[Text shown Boundary: Start]

I think it’s important to look at this on a per-discipline basis. Some disciplines have much higher standards of clarity, precision, and repeatability than others. That article you linked looks at statistical studies with a special focus on medical research, but then seems to make the critical error of generalizing this to all scientific research. Do the findings apply to physics? Math? Computer science?
Different fields use different methods. The basic point Ioannidis makes applies to any field which uses null-hypothesis significance-testing statistics for interpreting sampled data.
Math uses formal proofs, so whatever math error rates are (non-zero and meaningful, but not sure how big), they are independent of NHST’s problems.
Ecology, medicine, biology, psychology, economics—heavy NHST users, critique definitely applies.
Experimental physics seems to use a lot of NHST too but they obey the critique by increasing power substantially: reducing measurement error and gathering enormous masses of data, more than is feasible in the other fields, so many n they can use the famed six-sigma alpha, which translates to very high PPV. They’re also helped by the commitment to falsifiable narrow predictions of things like intervals rather than directions (hypothesis testing works much better if you can predict the Higgs’s mass lies within a narrow range rather than having a null hypothesis of mass equals zero and an alternative of mass is non-zero; if you’re interested, see Paul Meehl’s methodological papers on why this is important).

[Text shown Boundary: End]

• [Task goal]: Copy the part of the comment on research standards starting at "I think it’s" and ending at "of NHST’s problems.", swapping "fields" for "areas".

[Study material Boundary: Start]

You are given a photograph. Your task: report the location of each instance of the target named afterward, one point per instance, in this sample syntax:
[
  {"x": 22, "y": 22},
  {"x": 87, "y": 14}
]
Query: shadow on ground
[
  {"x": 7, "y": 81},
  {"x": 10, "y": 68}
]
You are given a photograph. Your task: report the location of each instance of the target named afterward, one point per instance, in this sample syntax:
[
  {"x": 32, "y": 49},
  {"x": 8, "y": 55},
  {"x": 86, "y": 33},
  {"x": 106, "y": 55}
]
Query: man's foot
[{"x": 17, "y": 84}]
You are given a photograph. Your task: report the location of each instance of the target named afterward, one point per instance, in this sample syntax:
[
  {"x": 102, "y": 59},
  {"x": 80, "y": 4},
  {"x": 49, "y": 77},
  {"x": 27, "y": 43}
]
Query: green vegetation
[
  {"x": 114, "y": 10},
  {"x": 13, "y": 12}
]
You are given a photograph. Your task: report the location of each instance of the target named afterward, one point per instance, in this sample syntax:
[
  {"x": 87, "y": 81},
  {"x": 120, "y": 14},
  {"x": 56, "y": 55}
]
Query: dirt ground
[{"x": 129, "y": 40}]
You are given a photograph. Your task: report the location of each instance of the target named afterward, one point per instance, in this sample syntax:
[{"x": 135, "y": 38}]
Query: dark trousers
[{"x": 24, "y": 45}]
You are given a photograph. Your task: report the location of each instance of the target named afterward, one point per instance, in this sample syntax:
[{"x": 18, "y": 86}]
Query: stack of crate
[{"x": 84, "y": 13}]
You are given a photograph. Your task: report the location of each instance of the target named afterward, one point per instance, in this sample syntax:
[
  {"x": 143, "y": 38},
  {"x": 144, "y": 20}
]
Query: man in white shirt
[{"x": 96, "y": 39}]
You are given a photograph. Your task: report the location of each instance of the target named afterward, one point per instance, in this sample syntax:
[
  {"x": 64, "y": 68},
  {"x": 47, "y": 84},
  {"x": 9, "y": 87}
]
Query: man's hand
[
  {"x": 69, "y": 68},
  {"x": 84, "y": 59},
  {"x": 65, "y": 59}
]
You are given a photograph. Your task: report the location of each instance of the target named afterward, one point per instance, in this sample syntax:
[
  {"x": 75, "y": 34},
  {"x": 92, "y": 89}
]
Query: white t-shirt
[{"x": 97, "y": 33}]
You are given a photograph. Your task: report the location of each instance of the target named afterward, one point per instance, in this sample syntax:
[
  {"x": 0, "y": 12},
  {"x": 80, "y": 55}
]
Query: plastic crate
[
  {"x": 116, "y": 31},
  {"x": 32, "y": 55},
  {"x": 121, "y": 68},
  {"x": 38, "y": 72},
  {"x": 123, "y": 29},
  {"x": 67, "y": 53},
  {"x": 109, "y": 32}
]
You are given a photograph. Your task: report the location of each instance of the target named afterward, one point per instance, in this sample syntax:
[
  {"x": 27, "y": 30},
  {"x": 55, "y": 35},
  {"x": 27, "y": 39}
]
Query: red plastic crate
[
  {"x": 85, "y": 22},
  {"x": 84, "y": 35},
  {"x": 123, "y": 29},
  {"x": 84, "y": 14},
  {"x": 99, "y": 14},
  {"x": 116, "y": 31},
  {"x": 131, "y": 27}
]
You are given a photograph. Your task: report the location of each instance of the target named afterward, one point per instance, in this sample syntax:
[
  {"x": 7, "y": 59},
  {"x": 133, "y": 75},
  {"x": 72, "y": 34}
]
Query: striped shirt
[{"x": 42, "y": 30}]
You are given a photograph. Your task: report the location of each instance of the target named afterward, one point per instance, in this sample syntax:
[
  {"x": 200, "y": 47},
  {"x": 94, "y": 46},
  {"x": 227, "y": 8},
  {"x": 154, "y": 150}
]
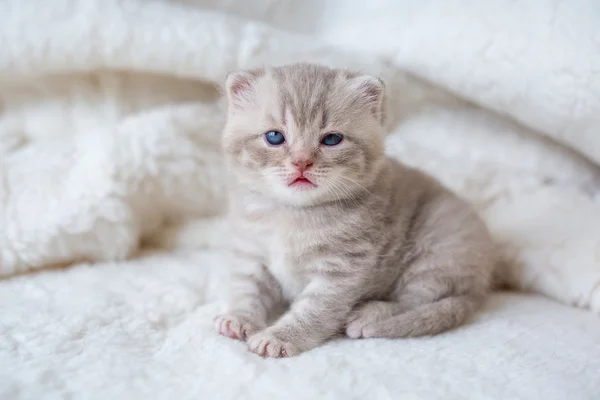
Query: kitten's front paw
[
  {"x": 265, "y": 344},
  {"x": 236, "y": 327}
]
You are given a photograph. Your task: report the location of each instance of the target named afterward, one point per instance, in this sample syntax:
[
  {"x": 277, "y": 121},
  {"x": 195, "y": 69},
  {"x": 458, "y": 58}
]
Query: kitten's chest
[{"x": 289, "y": 256}]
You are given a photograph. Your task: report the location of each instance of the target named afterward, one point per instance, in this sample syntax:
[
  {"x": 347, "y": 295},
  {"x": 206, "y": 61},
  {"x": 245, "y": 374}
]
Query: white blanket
[{"x": 109, "y": 129}]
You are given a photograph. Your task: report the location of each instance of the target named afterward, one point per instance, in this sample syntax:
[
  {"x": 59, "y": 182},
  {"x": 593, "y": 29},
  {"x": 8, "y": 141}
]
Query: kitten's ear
[
  {"x": 239, "y": 85},
  {"x": 372, "y": 89}
]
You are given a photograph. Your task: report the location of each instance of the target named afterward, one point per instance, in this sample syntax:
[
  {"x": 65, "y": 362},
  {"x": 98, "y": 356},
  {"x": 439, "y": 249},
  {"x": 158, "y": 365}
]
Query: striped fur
[{"x": 377, "y": 249}]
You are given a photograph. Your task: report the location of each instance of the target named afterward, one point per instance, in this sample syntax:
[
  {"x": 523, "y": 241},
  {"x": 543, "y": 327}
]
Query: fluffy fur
[{"x": 373, "y": 247}]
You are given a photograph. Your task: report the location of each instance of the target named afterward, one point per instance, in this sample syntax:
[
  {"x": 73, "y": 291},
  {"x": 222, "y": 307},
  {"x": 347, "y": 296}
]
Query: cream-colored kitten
[{"x": 323, "y": 220}]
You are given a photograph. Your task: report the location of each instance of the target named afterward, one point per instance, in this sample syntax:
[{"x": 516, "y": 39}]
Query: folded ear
[
  {"x": 372, "y": 90},
  {"x": 239, "y": 87}
]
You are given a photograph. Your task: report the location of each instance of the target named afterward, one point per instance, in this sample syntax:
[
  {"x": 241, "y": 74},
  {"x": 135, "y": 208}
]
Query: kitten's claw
[
  {"x": 360, "y": 323},
  {"x": 235, "y": 327},
  {"x": 266, "y": 345}
]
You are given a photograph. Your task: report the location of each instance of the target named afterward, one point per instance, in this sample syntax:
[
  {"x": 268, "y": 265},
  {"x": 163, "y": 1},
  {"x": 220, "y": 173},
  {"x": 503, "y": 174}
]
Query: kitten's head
[{"x": 304, "y": 134}]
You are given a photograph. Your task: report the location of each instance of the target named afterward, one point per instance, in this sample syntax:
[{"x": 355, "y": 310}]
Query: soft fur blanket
[{"x": 109, "y": 139}]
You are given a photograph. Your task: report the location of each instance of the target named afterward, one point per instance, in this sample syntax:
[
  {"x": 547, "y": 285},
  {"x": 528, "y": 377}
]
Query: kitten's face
[{"x": 304, "y": 134}]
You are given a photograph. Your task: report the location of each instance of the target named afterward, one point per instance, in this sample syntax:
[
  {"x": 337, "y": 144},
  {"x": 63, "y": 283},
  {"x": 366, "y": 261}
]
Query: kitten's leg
[
  {"x": 253, "y": 294},
  {"x": 315, "y": 316},
  {"x": 428, "y": 319},
  {"x": 368, "y": 313},
  {"x": 424, "y": 306}
]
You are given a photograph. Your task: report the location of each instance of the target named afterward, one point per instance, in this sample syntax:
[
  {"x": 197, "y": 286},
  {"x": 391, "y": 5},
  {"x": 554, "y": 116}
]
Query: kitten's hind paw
[
  {"x": 236, "y": 327},
  {"x": 266, "y": 345}
]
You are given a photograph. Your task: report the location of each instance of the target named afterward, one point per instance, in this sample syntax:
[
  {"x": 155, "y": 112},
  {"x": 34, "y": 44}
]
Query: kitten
[{"x": 323, "y": 220}]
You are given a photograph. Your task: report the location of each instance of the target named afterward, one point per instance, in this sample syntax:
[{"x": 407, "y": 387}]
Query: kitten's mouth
[{"x": 302, "y": 182}]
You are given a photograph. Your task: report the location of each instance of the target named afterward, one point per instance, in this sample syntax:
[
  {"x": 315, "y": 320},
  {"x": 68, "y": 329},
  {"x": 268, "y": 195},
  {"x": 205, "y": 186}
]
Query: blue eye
[
  {"x": 332, "y": 139},
  {"x": 275, "y": 138}
]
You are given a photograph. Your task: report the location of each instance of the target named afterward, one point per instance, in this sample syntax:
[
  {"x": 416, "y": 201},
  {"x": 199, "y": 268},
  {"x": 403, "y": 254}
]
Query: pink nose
[{"x": 302, "y": 164}]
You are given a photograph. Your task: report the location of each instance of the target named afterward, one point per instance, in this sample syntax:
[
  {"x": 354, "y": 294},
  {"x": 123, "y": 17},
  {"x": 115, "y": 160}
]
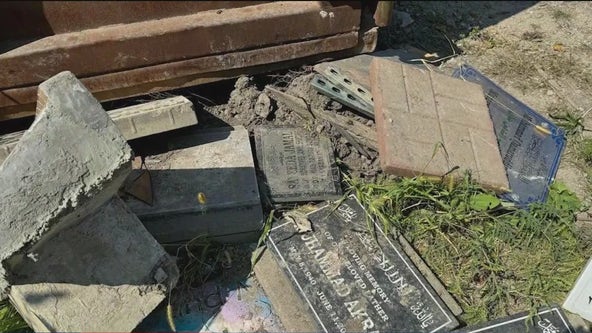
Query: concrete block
[
  {"x": 7, "y": 144},
  {"x": 154, "y": 117},
  {"x": 428, "y": 123},
  {"x": 102, "y": 274},
  {"x": 134, "y": 121},
  {"x": 217, "y": 163},
  {"x": 67, "y": 164}
]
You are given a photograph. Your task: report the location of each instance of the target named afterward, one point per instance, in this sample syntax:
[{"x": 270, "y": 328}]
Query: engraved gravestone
[
  {"x": 296, "y": 166},
  {"x": 551, "y": 320},
  {"x": 351, "y": 281}
]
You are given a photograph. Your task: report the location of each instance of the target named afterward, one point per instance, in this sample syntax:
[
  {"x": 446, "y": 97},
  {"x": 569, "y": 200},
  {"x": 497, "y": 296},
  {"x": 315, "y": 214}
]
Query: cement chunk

[Study material Boundary: End]

• [Solution for this exercise]:
I think it’s important to look at this on a per-discipline basis. Some disciplines have much higher standards of clarity, precision, and repeatability than others. That article you linked looks at statistical studies with a special focus on medical research, but then seems to make the critical error of generalizing this to all scientific research. Do the findings apply to physics? Math? Computer science?
Different areas use different methods. The basic point Ioannidis makes applies to any field which uses null-hypothesis significance-testing statistics for interpreting sampled data.
Math uses formal proofs, so whatever math error rates are (non-zero and meaningful, but not sure how big), they are independent of NHST’s problems.